◆ Activity ◆
Your job is to set down the listing again exactly as it stands.

######

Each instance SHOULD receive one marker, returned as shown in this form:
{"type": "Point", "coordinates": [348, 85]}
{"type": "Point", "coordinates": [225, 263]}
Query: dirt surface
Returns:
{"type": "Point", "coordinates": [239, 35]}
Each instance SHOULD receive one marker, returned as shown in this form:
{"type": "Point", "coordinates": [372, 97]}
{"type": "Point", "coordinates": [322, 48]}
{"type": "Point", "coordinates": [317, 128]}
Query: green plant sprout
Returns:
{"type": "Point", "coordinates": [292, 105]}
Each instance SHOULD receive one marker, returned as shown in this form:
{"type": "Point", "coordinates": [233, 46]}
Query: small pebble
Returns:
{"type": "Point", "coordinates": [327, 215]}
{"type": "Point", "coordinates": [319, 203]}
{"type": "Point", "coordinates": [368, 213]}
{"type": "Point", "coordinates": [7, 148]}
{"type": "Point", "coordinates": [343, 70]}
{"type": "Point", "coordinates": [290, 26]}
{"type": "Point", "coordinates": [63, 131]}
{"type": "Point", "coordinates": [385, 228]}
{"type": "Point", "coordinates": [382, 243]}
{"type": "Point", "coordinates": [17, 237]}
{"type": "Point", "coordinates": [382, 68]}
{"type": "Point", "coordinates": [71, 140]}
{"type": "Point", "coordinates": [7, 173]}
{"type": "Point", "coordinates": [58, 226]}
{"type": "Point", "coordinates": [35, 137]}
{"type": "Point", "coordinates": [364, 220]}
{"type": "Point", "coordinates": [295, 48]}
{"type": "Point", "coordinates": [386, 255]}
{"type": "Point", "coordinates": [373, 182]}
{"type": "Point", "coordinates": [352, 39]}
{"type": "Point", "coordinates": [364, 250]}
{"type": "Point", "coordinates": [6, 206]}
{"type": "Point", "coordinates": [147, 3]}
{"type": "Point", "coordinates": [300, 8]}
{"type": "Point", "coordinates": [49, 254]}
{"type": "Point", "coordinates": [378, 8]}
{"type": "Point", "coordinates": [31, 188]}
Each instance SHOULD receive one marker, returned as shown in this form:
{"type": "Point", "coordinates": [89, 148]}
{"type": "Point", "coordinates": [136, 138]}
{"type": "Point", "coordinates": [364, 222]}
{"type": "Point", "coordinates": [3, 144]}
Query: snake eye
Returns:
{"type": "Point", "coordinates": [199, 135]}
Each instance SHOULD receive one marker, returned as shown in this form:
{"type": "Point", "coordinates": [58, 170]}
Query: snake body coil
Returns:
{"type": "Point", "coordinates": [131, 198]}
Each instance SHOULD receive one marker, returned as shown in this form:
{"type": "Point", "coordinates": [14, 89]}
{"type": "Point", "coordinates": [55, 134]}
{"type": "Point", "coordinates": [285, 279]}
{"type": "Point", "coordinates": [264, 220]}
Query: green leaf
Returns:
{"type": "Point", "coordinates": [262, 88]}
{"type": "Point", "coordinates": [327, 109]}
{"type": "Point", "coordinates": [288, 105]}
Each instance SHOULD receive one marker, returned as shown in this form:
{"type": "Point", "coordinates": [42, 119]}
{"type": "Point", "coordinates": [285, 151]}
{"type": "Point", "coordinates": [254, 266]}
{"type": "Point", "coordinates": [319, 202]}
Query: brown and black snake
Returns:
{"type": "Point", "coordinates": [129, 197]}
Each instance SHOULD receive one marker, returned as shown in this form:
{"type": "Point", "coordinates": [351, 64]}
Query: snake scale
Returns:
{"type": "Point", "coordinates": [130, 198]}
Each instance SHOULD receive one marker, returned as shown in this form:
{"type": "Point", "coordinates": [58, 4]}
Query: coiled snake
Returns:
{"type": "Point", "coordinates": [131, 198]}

######

◆ Answer below ◆
Each instance SHOULD receive one marker, returned as shown in this form:
{"type": "Point", "coordinates": [348, 85]}
{"type": "Point", "coordinates": [225, 263]}
Query: dirt surface
Returns:
{"type": "Point", "coordinates": [239, 35]}
Each instance SHOULD receive one marker, returned as shown in this form:
{"type": "Point", "coordinates": [372, 97]}
{"type": "Point", "coordinates": [322, 48]}
{"type": "Point", "coordinates": [317, 128]}
Query: green plant sprout
Returns:
{"type": "Point", "coordinates": [292, 105]}
Each instance SHOULD receive one marker, returned as shown in this form:
{"type": "Point", "coordinates": [233, 46]}
Query: small pebble
Returns:
{"type": "Point", "coordinates": [327, 215]}
{"type": "Point", "coordinates": [319, 203]}
{"type": "Point", "coordinates": [368, 213]}
{"type": "Point", "coordinates": [7, 148]}
{"type": "Point", "coordinates": [343, 70]}
{"type": "Point", "coordinates": [290, 26]}
{"type": "Point", "coordinates": [63, 131]}
{"type": "Point", "coordinates": [385, 228]}
{"type": "Point", "coordinates": [382, 243]}
{"type": "Point", "coordinates": [17, 237]}
{"type": "Point", "coordinates": [382, 68]}
{"type": "Point", "coordinates": [71, 140]}
{"type": "Point", "coordinates": [7, 173]}
{"type": "Point", "coordinates": [58, 226]}
{"type": "Point", "coordinates": [35, 137]}
{"type": "Point", "coordinates": [364, 220]}
{"type": "Point", "coordinates": [295, 48]}
{"type": "Point", "coordinates": [386, 255]}
{"type": "Point", "coordinates": [373, 182]}
{"type": "Point", "coordinates": [352, 39]}
{"type": "Point", "coordinates": [364, 250]}
{"type": "Point", "coordinates": [6, 206]}
{"type": "Point", "coordinates": [147, 3]}
{"type": "Point", "coordinates": [300, 8]}
{"type": "Point", "coordinates": [49, 254]}
{"type": "Point", "coordinates": [378, 8]}
{"type": "Point", "coordinates": [31, 188]}
Each instance SHOULD receive one marker, returned as shown in this form:
{"type": "Point", "coordinates": [89, 148]}
{"type": "Point", "coordinates": [136, 138]}
{"type": "Point", "coordinates": [364, 222]}
{"type": "Point", "coordinates": [3, 144]}
Query: snake eye
Returns:
{"type": "Point", "coordinates": [199, 135]}
Each instance SHOULD receive one marker, returned as shown in this form:
{"type": "Point", "coordinates": [58, 170]}
Query: snake body coil
Returns:
{"type": "Point", "coordinates": [131, 198]}
Each instance SHOULD receive one marker, returned as shown in this form:
{"type": "Point", "coordinates": [14, 89]}
{"type": "Point", "coordinates": [55, 134]}
{"type": "Point", "coordinates": [285, 279]}
{"type": "Point", "coordinates": [264, 220]}
Query: green leaf
Returns:
{"type": "Point", "coordinates": [262, 88]}
{"type": "Point", "coordinates": [327, 109]}
{"type": "Point", "coordinates": [288, 105]}
Each instance SHOULD receive one marker, returned as shown in this form:
{"type": "Point", "coordinates": [42, 119]}
{"type": "Point", "coordinates": [285, 151]}
{"type": "Point", "coordinates": [254, 266]}
{"type": "Point", "coordinates": [319, 202]}
Query: brown and black snake
Returns:
{"type": "Point", "coordinates": [129, 197]}
Each instance SHOULD receive one marker, returned as shown in this form:
{"type": "Point", "coordinates": [351, 64]}
Query: snake scale
Returns:
{"type": "Point", "coordinates": [130, 198]}
Each instance SHOULD receive one marker, returned as shown in this form:
{"type": "Point", "coordinates": [58, 4]}
Query: coiled snake
Returns:
{"type": "Point", "coordinates": [131, 198]}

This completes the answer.